EXERCISE BRIEF: Set down the records again, keeping each line exactly as it is.
━━ MATERIAL FOR THE TASK ━━
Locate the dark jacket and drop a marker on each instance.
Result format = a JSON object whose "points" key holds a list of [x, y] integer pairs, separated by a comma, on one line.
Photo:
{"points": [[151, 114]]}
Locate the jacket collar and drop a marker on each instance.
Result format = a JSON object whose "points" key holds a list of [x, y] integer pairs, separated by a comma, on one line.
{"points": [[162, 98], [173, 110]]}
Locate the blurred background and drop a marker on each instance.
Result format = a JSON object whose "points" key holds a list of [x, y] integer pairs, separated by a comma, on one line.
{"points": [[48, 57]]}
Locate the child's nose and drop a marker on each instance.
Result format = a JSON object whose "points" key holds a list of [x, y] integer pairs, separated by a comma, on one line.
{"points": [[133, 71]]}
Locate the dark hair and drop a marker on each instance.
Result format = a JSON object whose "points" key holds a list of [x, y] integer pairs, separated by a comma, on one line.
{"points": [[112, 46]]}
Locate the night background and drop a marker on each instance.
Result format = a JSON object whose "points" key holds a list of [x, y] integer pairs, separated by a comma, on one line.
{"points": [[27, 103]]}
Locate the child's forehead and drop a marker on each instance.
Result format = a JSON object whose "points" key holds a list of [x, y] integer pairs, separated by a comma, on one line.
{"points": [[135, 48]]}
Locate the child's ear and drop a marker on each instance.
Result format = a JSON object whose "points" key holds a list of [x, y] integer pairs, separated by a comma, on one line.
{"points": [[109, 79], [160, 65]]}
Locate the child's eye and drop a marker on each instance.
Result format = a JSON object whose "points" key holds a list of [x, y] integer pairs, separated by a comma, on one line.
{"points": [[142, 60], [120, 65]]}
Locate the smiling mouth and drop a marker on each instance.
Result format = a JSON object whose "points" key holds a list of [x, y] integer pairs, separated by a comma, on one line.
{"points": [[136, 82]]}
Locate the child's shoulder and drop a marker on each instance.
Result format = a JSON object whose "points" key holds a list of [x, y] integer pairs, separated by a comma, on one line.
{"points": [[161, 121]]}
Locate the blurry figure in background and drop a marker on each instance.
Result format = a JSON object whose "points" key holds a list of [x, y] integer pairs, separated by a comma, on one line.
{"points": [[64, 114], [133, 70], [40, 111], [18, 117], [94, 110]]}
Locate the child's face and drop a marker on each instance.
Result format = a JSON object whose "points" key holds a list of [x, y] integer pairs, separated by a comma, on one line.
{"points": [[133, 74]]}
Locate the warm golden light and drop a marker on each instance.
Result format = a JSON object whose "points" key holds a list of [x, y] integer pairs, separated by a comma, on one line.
━━━
FINISHED TASK:
Locate the dark jacket and drop a marker on each instance.
Result format = a JSON object whose "points" key holds a list of [x, y] integer pairs, separated by a comma, on one line.
Photo:
{"points": [[151, 114]]}
Locate the jacket collar and drop a marker on each instance.
Result format = a JSON object whose "points" key holds a list of [x, y] integer pairs, separated by a comma, on one line.
{"points": [[162, 98], [173, 110]]}
Locate the blurred background and drop a marker on each instance.
Result format = a JSON object whose "points" key holds a list of [x, y] integer pairs, separated by a comma, on one line.
{"points": [[48, 57]]}
Locate the child's nose and drop a marker on each instance.
Result format = a JSON object whose "points" key holds a list of [x, y] integer pairs, separated by a comma, on one line.
{"points": [[133, 71]]}
Locate the dark hair and drop a marker on each instance.
Result format = a JSON object whose "points" key holds a list of [x, y] integer pairs, separated by a comma, on one line.
{"points": [[112, 46]]}
Locate the night background and drop a marker on each instance.
Result format = a JSON object whose "points" key holds a list of [x, y] integer pairs, separated by a comma, on one line.
{"points": [[27, 103]]}
Locate the child's forehead and drop a marker on each instance.
Result format = a JSON object whose "points" key holds a list of [x, y] integer pairs, separated by a comma, on one line.
{"points": [[135, 48]]}
Locate the child's ear and drop a marker on each instance.
Result format = a JSON object whose "points" key holds a list of [x, y] integer pairs, separated by a comma, on one line.
{"points": [[109, 79], [160, 65]]}
Locate the child's eye and drop a marker on each instance.
Result format = a JSON object whose "points" key holds a list of [x, y] integer pairs, separated by a comma, on one line.
{"points": [[142, 60], [120, 65]]}
Locate the smiling mouth and drop a marker on each instance.
Result format = a JSON object whose "points" key holds a list of [x, y] integer pairs, separated by a comma, on one line.
{"points": [[136, 82]]}
Locate the child's shoulder and drop a marker on each instance.
Result format = a JSON object whose "points" key holds a list of [x, y] integer pairs, separated by a comma, on one line.
{"points": [[161, 121]]}
Locate the blurry figure in background and drop a marker on each instance.
Result format = a JSON object whose "points" key holds a list of [x, y] integer pairs, separated by a comma, on one line.
{"points": [[64, 114], [133, 70], [40, 111], [18, 117], [94, 110]]}
Locate the child's face and drop a marker on each instance.
Result format = a JSON object whose "points" key holds a list of [x, y] integer pairs, separated by a comma, on one line.
{"points": [[133, 74]]}
Locate the warm golden light and drop a marker on each instance.
Result format = a JSON object whose "points" key holds a list of [x, y] integer pairs, separated by a comma, on one line.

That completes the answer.